▸ **DOCUMENT EXCERPT**
────────

Optimizer and Plan Drills
For each drill, name the likely plan smell first.
1. A date filter wraps the timestamp column in a function.
Rewrite to a half-open range.
WHERE order_ts >= TIMESTAMP '2026-06-01 00:00:00'
AND order_ts < TIMESTAMP '2026-06-02 00:00:00'
This is more likely to enable index range scans, partition pruning, or file skipping.
2. A query selects every column from a wide event table.
Project only required columns.
SELECT user_id, event_ts, event_name
FROM events
WHERE event_date = DATE '2026-06-01';
Column pruning reduces I/O, memory, network, and spill risk.
3. A query uses JOIN only to test existence.
Use EXISTS.
SELECT c.customer_id
FROM customers c
WHERE EXISTS (
SELECT 1
FROM orders o
WHERE o.customer_id = c.customer_id
);
This avoids row multiplication and expresses a semijoin.
4. A query does NOT IN against a nullable subquery column.
Use NOT EXISTS.
SELECT c.customer_id
FROM customers c
WHERE NOT EXISTS (
SELECT 1
FROM banned_customers b
WHERE b.customer_id = c.customer_id
);
NOT IN can return no rows if the subquery contains NULL.
5. A plan estimates 100 rows but returns 100 million rows.
Suspect stale stats, missing constraints, correlated predicates, data skew, many-to-many joins, or non-sargable filters. Validate cardinality at each join and update stats before forcing hints.
6. A nested-loop join appears between two large tables.
Check for missing join predicates, bad row estimates, missing index on the inner side, or disabled hash/merge joins. A large-large nested loop is usually a plan bug unless filters make one side tiny.
7. A hash join spills to disk.
Reduce build-side size, project fewer columns, filter earlier, pre-aggregate, improve join order, increase memory if appropriate, or use a different join strategy. In distributed engines, also check partition size and skew.
8. A query sorts a billion rows for a dashboard.
Ask whether the dashboard needs global order. If it only needs top N, use an access path or partition-pruned recent subset when semantically valid.

────────

Segmentation labeling entries
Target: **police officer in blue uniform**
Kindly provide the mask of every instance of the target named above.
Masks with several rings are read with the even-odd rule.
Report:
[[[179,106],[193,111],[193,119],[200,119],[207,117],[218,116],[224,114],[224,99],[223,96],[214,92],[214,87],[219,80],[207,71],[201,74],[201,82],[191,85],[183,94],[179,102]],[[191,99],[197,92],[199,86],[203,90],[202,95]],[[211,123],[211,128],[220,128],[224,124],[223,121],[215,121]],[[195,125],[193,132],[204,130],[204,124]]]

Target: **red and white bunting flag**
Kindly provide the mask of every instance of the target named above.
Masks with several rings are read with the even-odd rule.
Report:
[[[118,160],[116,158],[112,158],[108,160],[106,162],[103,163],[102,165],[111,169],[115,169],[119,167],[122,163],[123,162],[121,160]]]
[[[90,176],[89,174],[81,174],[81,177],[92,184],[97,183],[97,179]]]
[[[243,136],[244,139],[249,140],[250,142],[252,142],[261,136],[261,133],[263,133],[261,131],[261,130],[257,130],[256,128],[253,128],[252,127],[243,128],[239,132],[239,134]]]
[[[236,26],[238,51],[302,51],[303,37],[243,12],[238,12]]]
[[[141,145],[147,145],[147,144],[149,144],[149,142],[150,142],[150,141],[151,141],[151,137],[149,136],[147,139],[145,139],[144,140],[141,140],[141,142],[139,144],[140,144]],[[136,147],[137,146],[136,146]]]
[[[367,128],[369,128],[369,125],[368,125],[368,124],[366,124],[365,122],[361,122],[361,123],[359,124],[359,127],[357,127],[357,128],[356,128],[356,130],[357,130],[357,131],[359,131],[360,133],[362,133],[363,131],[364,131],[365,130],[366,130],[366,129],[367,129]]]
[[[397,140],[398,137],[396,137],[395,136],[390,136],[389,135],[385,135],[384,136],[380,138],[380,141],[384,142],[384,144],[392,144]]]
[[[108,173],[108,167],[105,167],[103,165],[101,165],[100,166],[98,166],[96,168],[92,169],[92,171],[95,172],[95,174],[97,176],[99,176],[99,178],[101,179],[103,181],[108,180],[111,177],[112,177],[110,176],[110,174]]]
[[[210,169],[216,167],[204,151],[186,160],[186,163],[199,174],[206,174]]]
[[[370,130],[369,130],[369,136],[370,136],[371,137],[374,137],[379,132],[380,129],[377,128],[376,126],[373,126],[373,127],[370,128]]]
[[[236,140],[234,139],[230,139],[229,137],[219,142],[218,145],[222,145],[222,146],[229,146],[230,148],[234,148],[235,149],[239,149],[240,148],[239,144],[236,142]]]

────────

▸ **SHORT TASK 1**
Lay out the lines of the listing as a JSON list of strings, one string per line and no blank lines. Start at the line containing "Target: **red and white bunting flag**" and end at the line containing "[[[236,26],[238,51],[302,51],[303,37],[243,12],[238,12]]]", with both of those lines included.
▸ **SHORT TASK 2**
Proceed with the SQL optimizer drills from the point where the text stops.

▸ **EXERCISE ANSWER 1**
[
  "Target: **red and white bunting flag**",
  "Kindly provide the mask of every instance of the target named above.",
  "Masks with several rings are read with the even-odd rule.",
  "Report:",
  "[[[118,160],[116,158],[112,158],[108,160],[106,162],[103,163],[102,165],[111,169],[115,169],[119,167],[122,163],[123,162],[121,160]]]",
  "[[[90,176],[89,174],[81,174],[81,177],[92,184],[97,183],[97,179]]]",
  "[[[243,136],[244,139],[249,140],[250,142],[252,142],[261,136],[261,133],[263,133],[261,131],[261,130],[257,130],[256,128],[253,128],[252,127],[243,128],[239,132],[239,134]]]",
  "[[[236,26],[238,51],[302,51],[303,37],[243,12],[238,12]]]"
]

▸ **EXERCISE ANSWER 2**
SELECT order_id, order_ts, total_amount
FROM orders
WHERE order_ts >= TIMESTAMP '2026-06-01 00:00:00'
ORDER BY order_ts DESC
FETCH FIRST 100 ROWS ONLY;
9. A low-cardinality boolean column has its own index.
It may not help because the predicate is not selective. A full scan may be cheaper. A composite index or filtered/partial index can be better, but syntax and support are engine-dependent.
10. A composite index is on customer and order time. Which predicate benefits most?
For an index conceptually ordered as (customer_id, order_ts), this shape is strong:
WHERE customer_id = 123
AND order_ts >= TIMESTAMP '2026-06-01 00:00:00'
Filtering only on order_ts may not use the leading customer_id ordering effectively in many row stores.
11. A dashboard query repeats the same expensive subquery three times.
Check whether the engine materializes or inlines the CTE. If repeated work appears in the plan, materialize the intermediate or rewrite to compute it once.
12. A plan scans every partition despite a date predicate.
Check whether the predicate is on the partition column, whether types match, whether the column is wrapped in a function, and whether the partition filter is hidden behind a non-deterministic expression.
13. A query filters with a leading wildcard string match.
WHERE properties LIKE '%purchase%'
This usually prevents normal index seeks and forces scans. Extract important properties into typed columns or use a search/indexing system if substring search is the requirement.
14. A query has an OR across unrelated columns.
Consider splitting into separate selective branches.
SELECT customer_id
FROM customers
WHERE country = 'US'
UNION
SELECT customer_id
FROM customers
WHERE acquisition_channel = 'paid_search';
Use UNION ALL only if duplicates are impossible or acceptable.
15. A query counts distinct users over raw events every minute.
Use a pre-aggregated user-period table or approximate distinct sketches if exactness is not required. Exact distinct over raw high-volume events is often the real bottleneck.
16. The optimizer scans the fact table before filtering the dimension.
Check stats and join selectivity. A filtered small dimension can sometimes be joined first to reduce fact rows, but the optimizer needs accurate stats and visible predicates.
17. A query uses DISTINCT at the end to fix duplicates.
Find the fanout source. Check uniqueness of each join key and pre-aggregate or rank to one row per key before joining. DISTINCT may hide wrong metrics.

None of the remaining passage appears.